[Point placement records]
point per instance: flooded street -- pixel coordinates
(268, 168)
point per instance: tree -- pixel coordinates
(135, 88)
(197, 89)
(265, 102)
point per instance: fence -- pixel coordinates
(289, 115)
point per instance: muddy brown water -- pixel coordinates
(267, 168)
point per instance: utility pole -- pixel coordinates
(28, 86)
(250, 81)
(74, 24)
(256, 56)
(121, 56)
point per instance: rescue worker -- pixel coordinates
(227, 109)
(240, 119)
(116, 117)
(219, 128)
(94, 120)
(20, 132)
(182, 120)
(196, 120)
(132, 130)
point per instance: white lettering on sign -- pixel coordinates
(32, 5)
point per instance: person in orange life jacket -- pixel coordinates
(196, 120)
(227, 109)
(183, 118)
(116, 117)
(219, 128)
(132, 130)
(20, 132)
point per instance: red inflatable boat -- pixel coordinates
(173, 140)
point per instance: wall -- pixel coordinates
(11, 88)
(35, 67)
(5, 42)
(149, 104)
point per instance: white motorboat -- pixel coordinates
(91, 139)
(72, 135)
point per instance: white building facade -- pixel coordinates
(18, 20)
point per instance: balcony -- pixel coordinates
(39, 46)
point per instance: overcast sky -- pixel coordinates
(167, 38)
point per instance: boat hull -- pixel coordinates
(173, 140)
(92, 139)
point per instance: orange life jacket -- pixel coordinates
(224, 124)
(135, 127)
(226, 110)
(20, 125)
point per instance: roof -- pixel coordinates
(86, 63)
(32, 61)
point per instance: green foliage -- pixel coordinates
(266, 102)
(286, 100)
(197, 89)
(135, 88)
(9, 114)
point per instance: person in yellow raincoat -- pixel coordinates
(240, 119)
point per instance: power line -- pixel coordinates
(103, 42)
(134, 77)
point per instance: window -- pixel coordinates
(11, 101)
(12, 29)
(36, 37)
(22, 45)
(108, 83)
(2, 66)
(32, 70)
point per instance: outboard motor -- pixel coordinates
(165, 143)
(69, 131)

» EXERCISE:
Convert each line of the rows above into a JSON list of strings, with one string per line and blank lines omitted.

» RESULT:
[
  "point per instance: flooded street -- pixel coordinates",
  "(268, 168)",
  "point per instance: tree -- pixel coordinates",
  "(135, 88)",
  "(197, 89)",
  "(265, 102)",
  "point per instance: fence -- pixel coordinates",
  "(289, 115)",
  "point per instance: muddy brown water -- pixel coordinates",
  "(267, 168)",
  "point per instance: utility pole -- pixel coordinates",
  "(28, 86)",
  "(250, 81)",
  "(74, 24)",
  "(256, 56)",
  "(121, 56)",
  "point per instance: rescue worker -- pixel coordinates",
  "(227, 109)",
  "(240, 119)",
  "(116, 117)",
  "(219, 128)",
  "(94, 120)",
  "(20, 132)",
  "(182, 120)",
  "(196, 120)",
  "(132, 130)",
  "point per instance: white lettering on sign -- pixel coordinates",
  "(32, 5)",
  "point per instance: person in orange life jacket -- pixel coordinates",
  "(196, 120)",
  "(227, 109)",
  "(183, 118)",
  "(116, 117)",
  "(219, 128)",
  "(132, 130)",
  "(20, 132)",
  "point per instance: red inflatable boat -- pixel coordinates",
  "(173, 140)",
  "point per instance: wall -- pixel coordinates",
  "(11, 88)",
  "(35, 67)",
  "(5, 42)",
  "(149, 104)",
  "point per instance: white motorboat -- pixel coordinates",
  "(91, 139)",
  "(72, 135)",
  "point per instance: white building facade -- pixel coordinates",
  "(18, 20)",
  "point per instance: balcony -- pixel coordinates",
  "(39, 46)",
  "point per instance: overcast sky -- pixel coordinates",
  "(167, 38)",
  "point per instance: boat hull -- pixel coordinates",
  "(173, 140)",
  "(92, 139)",
  "point per instance: orange life jacket -- pixel coordinates",
  "(224, 124)",
  "(135, 127)",
  "(226, 110)",
  "(20, 125)",
  "point per instance: roof -- pixel coordinates",
  "(86, 63)",
  "(32, 61)",
  "point per instance: green foliage -- pixel coordinates",
  "(266, 102)",
  "(286, 100)",
  "(197, 89)",
  "(135, 88)",
  "(9, 114)",
  "point per instance: person in yellow raincoat -- pixel coordinates",
  "(240, 119)",
  "point per instance: power line -- pixel coordinates",
  "(103, 42)",
  "(134, 77)",
  "point per instance: window -- pixel coordinates",
  "(11, 101)",
  "(12, 29)",
  "(36, 37)",
  "(22, 45)",
  "(108, 83)",
  "(2, 66)",
  "(32, 70)",
  "point per instance: outboard motor -- pixel coordinates",
  "(165, 143)",
  "(69, 131)"
]